→ **PROBLEM**: Arrange the lines from the start of the records through the line containing "(1011, 765)" as a Markdown table with the columns Row and Line. Give each line its own numbered row and skip any blank lines.

Dataset items:
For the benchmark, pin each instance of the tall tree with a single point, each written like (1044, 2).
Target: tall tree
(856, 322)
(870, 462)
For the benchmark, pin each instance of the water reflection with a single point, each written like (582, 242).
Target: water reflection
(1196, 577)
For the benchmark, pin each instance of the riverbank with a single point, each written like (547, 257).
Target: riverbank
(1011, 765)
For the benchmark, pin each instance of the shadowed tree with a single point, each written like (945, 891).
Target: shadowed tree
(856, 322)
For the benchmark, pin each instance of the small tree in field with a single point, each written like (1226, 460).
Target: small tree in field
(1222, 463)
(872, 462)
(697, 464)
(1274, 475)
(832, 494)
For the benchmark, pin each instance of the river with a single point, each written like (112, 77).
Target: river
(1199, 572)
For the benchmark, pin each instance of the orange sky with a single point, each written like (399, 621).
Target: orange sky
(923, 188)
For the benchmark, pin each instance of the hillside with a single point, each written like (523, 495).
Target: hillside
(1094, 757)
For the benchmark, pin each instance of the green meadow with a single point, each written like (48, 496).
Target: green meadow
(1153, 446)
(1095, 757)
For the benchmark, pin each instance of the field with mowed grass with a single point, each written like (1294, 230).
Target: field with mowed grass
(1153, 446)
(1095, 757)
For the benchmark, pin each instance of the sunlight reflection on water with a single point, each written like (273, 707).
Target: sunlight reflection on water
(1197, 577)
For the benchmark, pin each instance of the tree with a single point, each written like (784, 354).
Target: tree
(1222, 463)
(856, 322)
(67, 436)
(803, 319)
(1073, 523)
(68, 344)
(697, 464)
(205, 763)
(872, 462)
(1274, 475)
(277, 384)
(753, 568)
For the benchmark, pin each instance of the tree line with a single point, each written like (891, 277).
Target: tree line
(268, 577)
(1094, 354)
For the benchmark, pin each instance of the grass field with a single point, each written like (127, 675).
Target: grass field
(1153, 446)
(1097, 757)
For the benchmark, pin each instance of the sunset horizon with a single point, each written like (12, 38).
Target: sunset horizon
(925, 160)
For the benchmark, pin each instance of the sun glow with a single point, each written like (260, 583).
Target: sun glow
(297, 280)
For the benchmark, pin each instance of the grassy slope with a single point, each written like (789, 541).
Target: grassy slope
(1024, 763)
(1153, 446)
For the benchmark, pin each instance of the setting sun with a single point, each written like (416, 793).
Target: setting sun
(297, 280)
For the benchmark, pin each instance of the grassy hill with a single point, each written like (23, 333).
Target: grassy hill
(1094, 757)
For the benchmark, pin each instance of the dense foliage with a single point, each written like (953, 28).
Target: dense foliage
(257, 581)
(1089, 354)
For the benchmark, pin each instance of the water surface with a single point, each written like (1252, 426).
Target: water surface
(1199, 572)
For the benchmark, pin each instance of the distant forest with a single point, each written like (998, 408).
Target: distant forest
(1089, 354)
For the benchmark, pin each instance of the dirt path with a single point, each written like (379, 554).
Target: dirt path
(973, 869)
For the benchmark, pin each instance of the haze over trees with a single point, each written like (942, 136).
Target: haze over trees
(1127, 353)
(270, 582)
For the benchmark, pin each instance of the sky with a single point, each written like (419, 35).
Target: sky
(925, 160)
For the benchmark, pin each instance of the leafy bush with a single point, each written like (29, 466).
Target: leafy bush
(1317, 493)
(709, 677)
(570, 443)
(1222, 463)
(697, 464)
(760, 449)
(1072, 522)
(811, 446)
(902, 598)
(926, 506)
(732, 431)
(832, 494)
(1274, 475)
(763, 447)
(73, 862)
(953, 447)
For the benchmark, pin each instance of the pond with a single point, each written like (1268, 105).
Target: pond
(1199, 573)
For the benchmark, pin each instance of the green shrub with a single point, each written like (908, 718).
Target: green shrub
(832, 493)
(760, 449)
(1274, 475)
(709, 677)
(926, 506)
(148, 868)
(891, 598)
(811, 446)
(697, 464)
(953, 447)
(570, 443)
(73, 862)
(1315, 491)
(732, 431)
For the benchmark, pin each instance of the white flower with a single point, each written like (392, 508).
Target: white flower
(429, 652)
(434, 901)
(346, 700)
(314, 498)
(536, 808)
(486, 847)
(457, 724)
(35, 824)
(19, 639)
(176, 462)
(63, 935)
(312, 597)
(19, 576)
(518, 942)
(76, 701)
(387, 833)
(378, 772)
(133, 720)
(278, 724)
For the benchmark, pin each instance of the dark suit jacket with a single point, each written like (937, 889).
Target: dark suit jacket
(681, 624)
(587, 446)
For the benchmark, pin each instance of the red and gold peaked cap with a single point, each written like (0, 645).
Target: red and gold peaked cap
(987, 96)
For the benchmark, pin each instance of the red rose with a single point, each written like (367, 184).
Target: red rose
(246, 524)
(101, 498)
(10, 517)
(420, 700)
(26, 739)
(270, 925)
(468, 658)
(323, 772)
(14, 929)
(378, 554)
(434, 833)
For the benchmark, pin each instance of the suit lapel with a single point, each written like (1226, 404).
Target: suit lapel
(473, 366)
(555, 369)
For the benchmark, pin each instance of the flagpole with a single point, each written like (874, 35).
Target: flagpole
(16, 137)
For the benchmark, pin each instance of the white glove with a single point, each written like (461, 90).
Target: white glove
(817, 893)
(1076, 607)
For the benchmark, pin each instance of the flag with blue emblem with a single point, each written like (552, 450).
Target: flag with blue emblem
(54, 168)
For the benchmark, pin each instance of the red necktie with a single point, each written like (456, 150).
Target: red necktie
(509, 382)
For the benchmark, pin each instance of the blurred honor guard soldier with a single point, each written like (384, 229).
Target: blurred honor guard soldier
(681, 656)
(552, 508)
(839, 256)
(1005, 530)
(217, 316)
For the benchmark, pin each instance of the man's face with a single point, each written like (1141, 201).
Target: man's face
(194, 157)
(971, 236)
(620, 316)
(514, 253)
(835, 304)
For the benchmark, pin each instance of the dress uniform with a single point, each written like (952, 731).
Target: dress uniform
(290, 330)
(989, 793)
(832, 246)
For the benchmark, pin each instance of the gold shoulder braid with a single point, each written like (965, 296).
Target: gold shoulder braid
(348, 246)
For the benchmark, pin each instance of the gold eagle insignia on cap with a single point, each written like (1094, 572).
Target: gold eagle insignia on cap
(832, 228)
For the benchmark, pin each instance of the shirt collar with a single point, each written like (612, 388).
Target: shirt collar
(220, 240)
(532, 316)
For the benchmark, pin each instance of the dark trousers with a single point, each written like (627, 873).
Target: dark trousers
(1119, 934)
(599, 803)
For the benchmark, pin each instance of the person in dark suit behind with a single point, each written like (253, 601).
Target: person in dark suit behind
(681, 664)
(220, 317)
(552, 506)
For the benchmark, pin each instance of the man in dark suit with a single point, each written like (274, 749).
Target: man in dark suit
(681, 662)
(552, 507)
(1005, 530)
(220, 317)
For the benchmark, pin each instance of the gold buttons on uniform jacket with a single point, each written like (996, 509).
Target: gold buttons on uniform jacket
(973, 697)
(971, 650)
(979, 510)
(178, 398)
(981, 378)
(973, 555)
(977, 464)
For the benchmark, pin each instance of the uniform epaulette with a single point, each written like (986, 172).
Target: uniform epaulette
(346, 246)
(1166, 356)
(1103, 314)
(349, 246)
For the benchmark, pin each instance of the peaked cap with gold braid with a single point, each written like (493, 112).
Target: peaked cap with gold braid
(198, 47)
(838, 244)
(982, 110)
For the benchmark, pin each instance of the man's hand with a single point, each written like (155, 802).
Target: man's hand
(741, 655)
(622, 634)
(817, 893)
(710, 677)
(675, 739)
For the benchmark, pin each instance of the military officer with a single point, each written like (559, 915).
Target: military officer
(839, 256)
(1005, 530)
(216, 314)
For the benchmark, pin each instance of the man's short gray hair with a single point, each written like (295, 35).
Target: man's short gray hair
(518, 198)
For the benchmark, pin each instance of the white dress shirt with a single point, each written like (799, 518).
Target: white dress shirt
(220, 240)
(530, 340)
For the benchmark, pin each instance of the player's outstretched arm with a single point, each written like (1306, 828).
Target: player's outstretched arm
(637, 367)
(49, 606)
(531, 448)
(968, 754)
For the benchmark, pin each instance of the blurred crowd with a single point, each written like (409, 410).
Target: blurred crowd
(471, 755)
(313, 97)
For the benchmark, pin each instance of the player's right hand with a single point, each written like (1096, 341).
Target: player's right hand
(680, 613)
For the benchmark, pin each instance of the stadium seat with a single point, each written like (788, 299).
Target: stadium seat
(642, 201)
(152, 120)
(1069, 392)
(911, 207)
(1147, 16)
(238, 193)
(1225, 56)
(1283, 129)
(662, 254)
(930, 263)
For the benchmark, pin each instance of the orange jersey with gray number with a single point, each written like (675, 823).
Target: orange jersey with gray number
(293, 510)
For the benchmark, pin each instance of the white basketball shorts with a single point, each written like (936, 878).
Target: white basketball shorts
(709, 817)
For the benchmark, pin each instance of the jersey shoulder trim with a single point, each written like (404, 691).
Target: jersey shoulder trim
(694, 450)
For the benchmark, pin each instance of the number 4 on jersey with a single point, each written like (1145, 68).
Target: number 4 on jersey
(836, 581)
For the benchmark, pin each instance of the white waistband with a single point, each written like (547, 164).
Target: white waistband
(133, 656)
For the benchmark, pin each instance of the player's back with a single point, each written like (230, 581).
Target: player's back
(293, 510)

→ **OUTPUT**:
| Row | Line |
|---|---|
| 1 | For the benchmark, pin each instance of the tall tree with a single point, each written like (1044, 2). |
| 2 | Target: tall tree |
| 3 | (856, 322) |
| 4 | (870, 462) |
| 5 | For the benchmark, pin each instance of the water reflection with a single point, each written like (582, 242). |
| 6 | Target: water reflection |
| 7 | (1196, 577) |
| 8 | For the benchmark, pin each instance of the riverbank with a single point, each written like (547, 257). |
| 9 | Target: riverbank |
| 10 | (1011, 765) |